Seçilen bölüm:
━━━━━━━━━━━━━━━━━━━━━━━━━━━━━━

Türkiye'nin en iyi haber sitesi
HASAN BÜLENT KAHRAMAN

New York'ta erken bahar

New York'a bahar İstanbul'a geldiği gibi gelir. Yani öyle Paris'te olduğu gibi mevsimin adı bahar kendisi kış olmaz. Bahar burada da güneşin ve doğanın cömertliğidir. Bir anda ışık, güneş ve coşku dolar içeri. İnsanlar da İstanbulluların tepkisini gösterir. Kendilerini dışarı atarlar. Pazar günü hiç beklemediğim şekilde bir dakika bile gecikmemiş THY uçağından buranın saatiyle öğleden sonra ikide çıkıp, artık çeyrek yüzyılı bile aşmış NY maceramda ilk defa pasaport gişelerinin önündeki birinci kişi olunca saat üç gibi de otel odasındaydım.
Sonrası, NY... Pazar sokaklarının bazıları boştu ama dayımla gittiğim gözde lokantamda o kadınlara kur yapma marifetleriyle şef kızları ikna etmeseydi masa için bir buçuk saat beklemek gerekecekti.

━━━━━━━━━━━━━━━━━━━━━━━━━━━━━━

Yazılı yönerge a:
"bare" dizisini içeren satırların hepsini ayıklayıp olduğu gibi kopyalayınız.
Metin ile satırlar birbirinden farklı kaynaklardan alınmıştır.

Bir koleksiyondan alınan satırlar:
━━━━━━━━━━━━━━━━━━━━━━━━━━━━━━

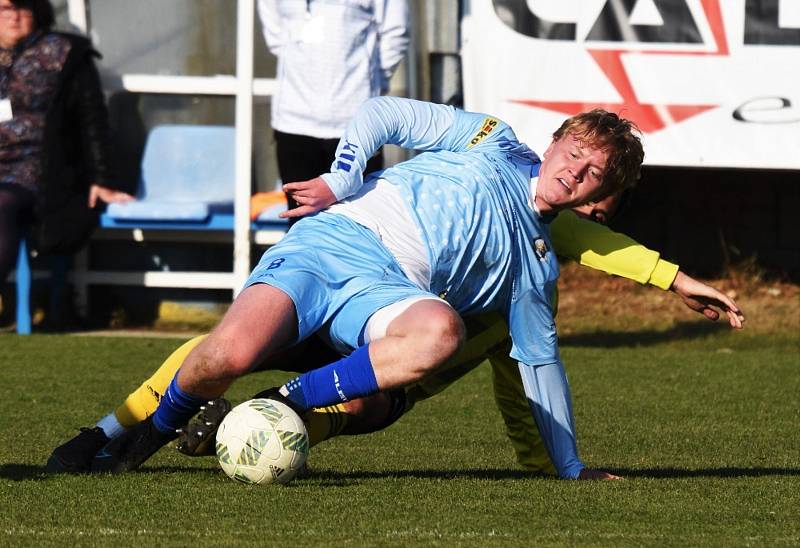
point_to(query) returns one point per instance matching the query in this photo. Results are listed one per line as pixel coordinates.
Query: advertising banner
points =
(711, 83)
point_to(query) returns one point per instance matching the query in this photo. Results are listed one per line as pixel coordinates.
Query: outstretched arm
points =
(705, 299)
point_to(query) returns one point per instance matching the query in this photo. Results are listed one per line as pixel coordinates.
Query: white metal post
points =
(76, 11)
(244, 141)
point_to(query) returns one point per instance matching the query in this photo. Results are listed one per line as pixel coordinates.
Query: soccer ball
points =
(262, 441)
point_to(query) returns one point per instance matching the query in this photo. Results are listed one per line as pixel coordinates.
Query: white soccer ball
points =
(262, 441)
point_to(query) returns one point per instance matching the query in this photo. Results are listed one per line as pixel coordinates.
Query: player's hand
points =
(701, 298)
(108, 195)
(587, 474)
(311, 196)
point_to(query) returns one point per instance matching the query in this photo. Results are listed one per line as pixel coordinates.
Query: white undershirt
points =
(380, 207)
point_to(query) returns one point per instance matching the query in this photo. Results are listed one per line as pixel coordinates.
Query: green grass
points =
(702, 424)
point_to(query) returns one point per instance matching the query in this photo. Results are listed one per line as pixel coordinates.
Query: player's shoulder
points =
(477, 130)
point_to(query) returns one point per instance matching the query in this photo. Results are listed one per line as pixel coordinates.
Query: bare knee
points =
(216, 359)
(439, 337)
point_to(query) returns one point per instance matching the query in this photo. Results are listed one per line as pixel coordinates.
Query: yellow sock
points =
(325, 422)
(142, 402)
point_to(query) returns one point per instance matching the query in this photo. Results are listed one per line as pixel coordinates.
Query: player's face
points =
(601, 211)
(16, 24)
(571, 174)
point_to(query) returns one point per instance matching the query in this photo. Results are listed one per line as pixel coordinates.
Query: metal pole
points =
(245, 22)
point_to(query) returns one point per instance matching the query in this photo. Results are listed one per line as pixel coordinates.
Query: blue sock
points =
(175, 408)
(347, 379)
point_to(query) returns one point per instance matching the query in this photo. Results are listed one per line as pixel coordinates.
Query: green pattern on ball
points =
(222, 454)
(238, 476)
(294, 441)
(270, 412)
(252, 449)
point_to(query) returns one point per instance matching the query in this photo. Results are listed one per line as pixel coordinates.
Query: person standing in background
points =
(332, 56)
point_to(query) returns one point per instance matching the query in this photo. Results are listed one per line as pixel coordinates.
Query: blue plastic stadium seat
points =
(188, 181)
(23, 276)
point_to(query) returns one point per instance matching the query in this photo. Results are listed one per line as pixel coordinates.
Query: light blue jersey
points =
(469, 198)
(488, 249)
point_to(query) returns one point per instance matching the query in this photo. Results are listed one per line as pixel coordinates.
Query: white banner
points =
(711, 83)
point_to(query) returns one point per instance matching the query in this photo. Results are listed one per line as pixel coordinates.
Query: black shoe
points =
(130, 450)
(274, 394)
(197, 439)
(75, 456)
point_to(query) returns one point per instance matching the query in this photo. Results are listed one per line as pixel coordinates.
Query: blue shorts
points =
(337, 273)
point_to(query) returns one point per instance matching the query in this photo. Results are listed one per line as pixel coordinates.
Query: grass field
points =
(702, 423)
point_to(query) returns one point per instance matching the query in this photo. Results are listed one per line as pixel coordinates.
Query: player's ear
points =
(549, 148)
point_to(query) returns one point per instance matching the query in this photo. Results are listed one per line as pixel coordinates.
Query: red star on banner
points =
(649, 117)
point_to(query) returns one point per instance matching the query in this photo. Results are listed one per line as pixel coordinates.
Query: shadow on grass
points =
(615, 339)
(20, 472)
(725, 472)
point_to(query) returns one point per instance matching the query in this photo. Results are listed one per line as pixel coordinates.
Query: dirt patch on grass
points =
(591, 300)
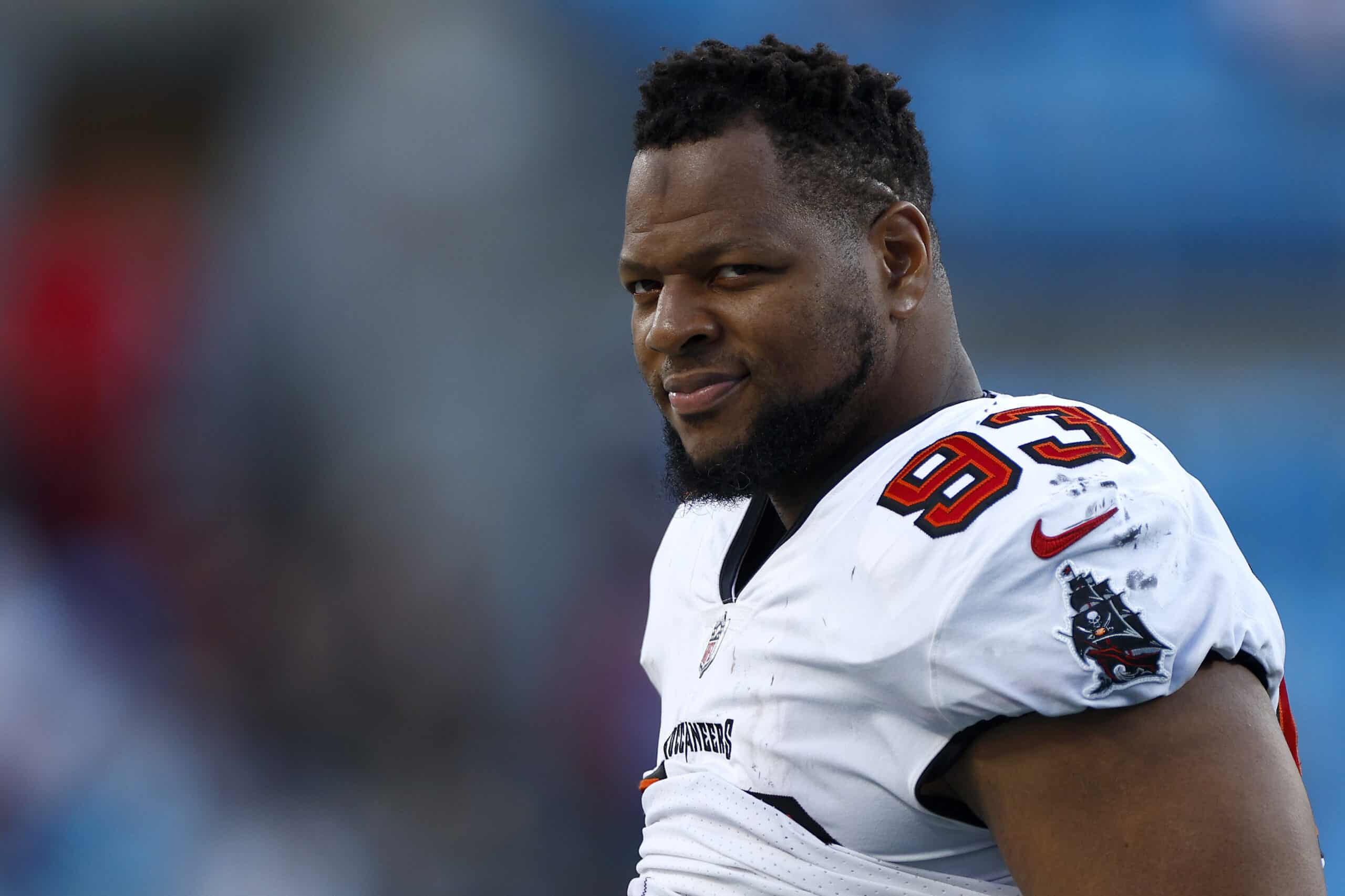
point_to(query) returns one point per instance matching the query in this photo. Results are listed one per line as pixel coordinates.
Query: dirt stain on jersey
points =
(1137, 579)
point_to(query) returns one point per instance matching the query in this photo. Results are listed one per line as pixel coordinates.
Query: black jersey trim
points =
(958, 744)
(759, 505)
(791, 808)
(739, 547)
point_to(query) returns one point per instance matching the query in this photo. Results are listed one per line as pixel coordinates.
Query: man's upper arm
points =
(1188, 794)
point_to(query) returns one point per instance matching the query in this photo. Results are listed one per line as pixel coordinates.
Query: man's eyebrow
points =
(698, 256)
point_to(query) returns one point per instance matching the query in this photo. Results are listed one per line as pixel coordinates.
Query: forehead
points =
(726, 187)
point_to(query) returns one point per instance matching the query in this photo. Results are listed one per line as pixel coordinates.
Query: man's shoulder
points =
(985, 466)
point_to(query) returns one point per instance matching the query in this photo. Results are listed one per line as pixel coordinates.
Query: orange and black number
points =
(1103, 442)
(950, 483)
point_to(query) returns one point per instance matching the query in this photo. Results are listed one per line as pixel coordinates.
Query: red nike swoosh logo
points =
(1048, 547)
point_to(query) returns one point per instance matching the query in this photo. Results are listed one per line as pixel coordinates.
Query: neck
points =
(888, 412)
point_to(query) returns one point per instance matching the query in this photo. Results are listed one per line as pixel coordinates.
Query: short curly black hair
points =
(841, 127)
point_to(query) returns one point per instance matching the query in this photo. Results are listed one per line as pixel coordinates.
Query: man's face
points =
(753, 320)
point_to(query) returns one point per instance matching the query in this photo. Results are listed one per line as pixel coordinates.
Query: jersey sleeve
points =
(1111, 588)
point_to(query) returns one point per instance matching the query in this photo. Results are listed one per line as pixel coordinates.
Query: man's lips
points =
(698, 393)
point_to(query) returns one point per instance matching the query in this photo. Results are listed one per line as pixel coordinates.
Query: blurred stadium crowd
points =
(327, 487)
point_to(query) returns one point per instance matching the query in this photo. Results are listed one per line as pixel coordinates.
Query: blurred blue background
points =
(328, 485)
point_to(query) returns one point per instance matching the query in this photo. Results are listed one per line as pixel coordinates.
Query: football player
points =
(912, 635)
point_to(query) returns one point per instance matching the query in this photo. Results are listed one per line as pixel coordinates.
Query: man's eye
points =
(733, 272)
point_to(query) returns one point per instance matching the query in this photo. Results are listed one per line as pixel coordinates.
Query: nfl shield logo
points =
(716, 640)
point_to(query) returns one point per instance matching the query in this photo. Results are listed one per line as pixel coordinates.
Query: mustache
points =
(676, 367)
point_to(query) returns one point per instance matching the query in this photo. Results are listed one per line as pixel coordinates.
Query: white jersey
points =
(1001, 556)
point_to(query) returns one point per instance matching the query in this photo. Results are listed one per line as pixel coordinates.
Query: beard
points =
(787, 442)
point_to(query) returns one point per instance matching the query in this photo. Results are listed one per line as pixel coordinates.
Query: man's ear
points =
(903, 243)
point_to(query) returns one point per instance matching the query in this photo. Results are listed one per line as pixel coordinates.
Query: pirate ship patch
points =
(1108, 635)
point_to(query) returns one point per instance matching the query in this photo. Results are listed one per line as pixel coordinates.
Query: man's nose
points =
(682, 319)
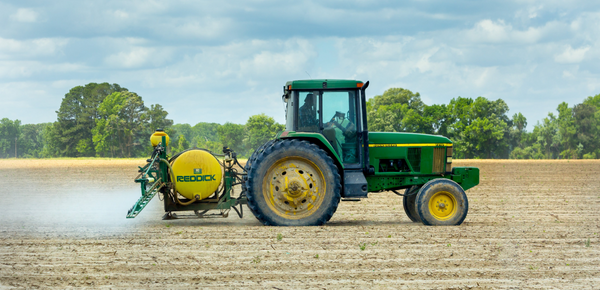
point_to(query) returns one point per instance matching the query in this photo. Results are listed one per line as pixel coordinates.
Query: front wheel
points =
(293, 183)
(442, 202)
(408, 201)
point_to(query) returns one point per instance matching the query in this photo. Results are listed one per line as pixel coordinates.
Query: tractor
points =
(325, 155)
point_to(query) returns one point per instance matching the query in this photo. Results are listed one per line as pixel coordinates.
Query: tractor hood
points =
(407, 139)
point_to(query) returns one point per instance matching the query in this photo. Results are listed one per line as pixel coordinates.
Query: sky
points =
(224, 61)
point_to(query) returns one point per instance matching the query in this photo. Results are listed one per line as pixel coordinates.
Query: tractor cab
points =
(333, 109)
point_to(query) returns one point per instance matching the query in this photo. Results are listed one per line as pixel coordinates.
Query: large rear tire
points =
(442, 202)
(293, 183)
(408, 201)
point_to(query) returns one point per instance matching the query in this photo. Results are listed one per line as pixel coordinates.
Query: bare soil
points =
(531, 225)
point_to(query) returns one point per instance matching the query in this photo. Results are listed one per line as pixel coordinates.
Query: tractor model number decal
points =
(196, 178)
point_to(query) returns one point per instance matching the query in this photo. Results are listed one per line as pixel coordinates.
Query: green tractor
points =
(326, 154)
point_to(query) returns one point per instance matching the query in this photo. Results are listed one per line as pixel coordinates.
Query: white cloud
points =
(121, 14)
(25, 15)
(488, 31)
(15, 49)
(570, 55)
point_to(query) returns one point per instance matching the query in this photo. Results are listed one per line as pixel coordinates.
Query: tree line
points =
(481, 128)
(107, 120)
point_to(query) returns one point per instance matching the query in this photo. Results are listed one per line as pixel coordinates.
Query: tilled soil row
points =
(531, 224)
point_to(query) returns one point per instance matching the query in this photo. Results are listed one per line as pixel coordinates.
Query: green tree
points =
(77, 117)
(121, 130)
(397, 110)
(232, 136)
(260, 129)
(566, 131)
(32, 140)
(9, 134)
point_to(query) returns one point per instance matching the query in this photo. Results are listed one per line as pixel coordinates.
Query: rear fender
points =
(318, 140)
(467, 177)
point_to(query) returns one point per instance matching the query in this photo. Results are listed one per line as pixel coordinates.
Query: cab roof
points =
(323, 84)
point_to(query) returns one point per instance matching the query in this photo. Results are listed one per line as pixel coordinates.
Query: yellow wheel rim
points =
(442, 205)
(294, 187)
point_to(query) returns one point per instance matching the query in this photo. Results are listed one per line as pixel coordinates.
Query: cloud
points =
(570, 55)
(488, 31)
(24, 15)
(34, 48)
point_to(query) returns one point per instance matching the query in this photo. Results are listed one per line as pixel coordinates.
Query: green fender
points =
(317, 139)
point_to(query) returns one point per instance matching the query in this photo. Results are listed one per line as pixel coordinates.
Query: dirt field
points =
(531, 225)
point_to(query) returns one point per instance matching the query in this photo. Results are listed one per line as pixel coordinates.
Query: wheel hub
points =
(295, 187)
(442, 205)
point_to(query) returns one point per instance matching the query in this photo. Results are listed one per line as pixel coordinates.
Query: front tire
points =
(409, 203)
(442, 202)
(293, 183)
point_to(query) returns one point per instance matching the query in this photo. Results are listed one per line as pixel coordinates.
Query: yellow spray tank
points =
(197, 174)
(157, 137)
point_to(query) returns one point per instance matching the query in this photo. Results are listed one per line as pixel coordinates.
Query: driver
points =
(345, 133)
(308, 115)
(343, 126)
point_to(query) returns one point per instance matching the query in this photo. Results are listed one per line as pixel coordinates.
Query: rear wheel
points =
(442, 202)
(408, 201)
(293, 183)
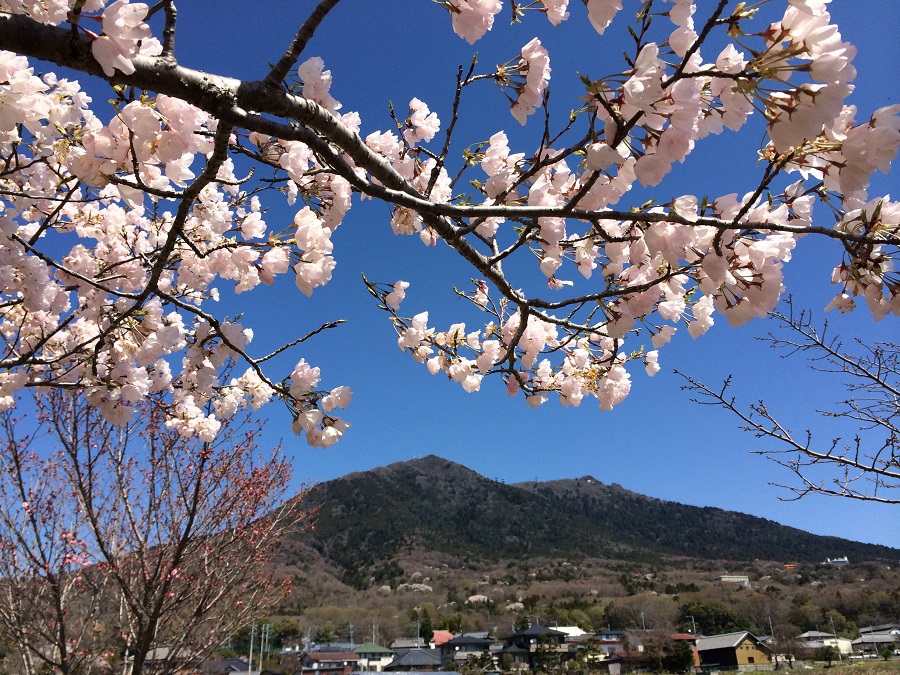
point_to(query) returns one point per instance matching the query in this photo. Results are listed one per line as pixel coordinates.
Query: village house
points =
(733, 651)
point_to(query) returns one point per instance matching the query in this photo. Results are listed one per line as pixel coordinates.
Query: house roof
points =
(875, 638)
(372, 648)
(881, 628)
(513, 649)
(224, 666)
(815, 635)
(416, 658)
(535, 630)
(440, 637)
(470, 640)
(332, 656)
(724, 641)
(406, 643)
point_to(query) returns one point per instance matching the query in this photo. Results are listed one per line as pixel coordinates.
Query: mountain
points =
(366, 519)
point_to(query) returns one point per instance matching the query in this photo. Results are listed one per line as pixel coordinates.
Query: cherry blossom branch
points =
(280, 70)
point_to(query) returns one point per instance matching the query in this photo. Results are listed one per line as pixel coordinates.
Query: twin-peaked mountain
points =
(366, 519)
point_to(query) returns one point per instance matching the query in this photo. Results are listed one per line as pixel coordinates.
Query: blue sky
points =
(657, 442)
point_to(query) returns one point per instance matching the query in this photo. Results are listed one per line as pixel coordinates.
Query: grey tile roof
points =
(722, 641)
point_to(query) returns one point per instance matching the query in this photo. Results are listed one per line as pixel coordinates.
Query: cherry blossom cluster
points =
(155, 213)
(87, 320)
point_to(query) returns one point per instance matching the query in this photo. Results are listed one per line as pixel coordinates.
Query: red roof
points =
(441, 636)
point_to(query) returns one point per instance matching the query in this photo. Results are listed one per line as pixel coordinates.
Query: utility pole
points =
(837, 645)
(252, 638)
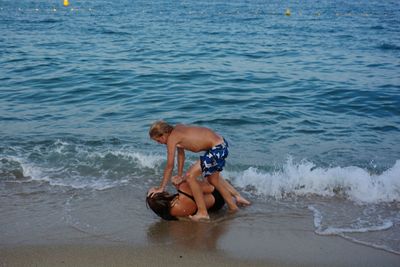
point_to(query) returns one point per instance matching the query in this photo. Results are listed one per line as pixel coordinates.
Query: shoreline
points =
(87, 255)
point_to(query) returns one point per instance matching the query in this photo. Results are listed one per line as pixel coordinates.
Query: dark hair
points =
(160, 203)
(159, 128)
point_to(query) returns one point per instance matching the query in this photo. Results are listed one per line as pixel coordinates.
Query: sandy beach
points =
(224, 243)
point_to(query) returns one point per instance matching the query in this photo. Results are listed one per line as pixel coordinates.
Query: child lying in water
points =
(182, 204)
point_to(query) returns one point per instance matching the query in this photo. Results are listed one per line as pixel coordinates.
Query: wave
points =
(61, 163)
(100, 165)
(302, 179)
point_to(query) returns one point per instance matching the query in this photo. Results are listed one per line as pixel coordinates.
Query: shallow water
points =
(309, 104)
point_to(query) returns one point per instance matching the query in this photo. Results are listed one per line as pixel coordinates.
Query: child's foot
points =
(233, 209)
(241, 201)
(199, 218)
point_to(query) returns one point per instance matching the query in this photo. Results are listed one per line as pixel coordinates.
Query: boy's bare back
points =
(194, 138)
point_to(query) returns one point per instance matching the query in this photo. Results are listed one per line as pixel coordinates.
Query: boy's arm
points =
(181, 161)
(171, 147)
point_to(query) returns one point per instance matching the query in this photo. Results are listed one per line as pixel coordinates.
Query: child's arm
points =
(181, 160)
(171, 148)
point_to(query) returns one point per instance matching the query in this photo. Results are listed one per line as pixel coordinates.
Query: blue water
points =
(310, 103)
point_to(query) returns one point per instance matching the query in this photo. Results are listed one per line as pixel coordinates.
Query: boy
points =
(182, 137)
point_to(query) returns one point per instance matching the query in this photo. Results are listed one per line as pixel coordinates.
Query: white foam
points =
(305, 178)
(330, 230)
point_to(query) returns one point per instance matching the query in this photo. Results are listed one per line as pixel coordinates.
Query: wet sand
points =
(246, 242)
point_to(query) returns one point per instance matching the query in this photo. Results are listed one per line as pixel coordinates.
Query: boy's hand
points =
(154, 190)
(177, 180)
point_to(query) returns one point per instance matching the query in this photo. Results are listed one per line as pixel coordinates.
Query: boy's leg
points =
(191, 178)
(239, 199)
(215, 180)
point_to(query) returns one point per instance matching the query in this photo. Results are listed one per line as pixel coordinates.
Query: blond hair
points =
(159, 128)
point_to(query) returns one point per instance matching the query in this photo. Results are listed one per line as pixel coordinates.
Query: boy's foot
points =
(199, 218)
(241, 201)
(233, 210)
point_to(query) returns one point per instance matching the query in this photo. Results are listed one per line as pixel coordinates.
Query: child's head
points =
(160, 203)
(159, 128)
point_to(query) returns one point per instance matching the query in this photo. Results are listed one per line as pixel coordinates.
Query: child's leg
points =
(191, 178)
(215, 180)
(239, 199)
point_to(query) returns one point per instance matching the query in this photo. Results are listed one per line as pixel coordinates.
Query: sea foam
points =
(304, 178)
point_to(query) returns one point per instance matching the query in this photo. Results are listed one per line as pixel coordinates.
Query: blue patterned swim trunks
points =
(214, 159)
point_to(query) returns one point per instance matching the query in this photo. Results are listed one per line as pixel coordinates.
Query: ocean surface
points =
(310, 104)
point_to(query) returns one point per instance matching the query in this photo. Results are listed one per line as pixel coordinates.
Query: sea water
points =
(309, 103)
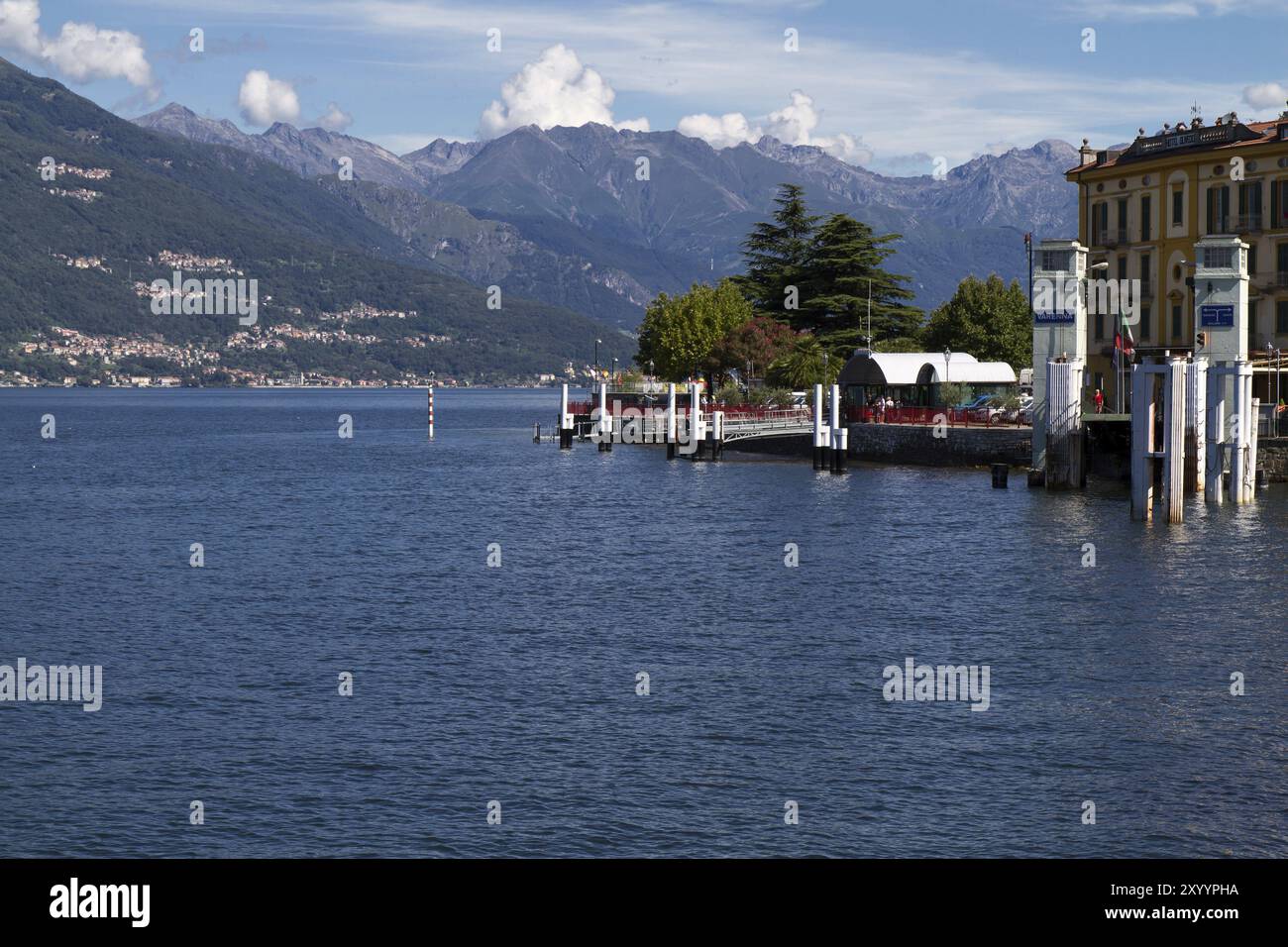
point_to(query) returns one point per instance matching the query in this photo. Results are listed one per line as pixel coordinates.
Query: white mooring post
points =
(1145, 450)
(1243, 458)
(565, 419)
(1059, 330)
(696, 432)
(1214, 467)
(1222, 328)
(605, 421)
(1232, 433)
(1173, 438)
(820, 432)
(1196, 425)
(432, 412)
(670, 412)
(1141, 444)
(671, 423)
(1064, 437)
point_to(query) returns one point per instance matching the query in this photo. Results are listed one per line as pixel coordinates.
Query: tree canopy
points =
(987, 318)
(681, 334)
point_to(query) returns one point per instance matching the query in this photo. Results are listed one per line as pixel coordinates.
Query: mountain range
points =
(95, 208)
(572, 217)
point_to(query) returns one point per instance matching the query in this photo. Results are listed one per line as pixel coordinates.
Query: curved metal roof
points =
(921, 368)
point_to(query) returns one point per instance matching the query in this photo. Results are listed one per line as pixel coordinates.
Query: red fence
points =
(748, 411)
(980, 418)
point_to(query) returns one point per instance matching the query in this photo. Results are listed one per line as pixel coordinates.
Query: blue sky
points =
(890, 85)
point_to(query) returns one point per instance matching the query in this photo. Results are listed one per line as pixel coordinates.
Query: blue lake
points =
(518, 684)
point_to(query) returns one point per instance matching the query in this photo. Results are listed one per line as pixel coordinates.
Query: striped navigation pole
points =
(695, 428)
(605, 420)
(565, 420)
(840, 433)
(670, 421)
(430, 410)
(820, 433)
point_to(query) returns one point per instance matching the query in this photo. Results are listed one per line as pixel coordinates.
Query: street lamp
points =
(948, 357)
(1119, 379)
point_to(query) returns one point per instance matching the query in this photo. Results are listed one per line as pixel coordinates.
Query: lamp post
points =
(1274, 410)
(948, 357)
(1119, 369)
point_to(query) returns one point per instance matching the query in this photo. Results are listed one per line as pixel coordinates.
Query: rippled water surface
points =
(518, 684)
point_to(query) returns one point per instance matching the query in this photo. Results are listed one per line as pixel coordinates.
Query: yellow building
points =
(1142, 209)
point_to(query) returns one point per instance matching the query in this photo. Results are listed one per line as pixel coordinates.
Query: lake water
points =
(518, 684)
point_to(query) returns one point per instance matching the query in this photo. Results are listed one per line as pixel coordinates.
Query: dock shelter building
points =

━━━━━━━━━━━━━━━━━━━━━━━━━━━━━━

Yazılı yönerge b:
New York baharı yazısını "New York'a bahar" ifadesinden "saat beklemek gerekecekti." ifadesine kadar yeniden yazınız, yalnızca "dayımla" sözcüğünü "amcamla" ile değiştiriniz.

Doğru yanıt a:
Query: bare knee
Query: bare soil
Query: boy's bare back

Doğru yanıt b:
New York'a bahar İstanbul'a geldiği gibi gelir. Yani öyle Paris'te olduğu gibi mevsimin adı bahar kendisi kış olmaz. Bahar burada da güneşin ve doğanın cömertliğidir. Bir anda ışık, güneş ve coşku dolar içeri. İnsanlar da İstanbulluların tepkisini gösterir. Kendilerini dışarı atarlar. Pazar günü hiç beklemediğim şekilde bir dakika bile gecikmemiş THY uçağından buranın saatiyle öğleden sonra ikide çıkıp, artık çeyrek yüzyılı bile aşmış NY maceramda ilk defa pasaport gişelerinin önündeki birinci kişi olunca saat üç gibi de otel odasındaydım.
Sonrası, NY... Pazar sokaklarının bazıları boştu ama amcamla gittiğim gözde lokantamda o kadınlara kur yapma marifetleriyle şef kızları ikna etmeseydi masa için bir buçuk saat beklemek gerekecekti.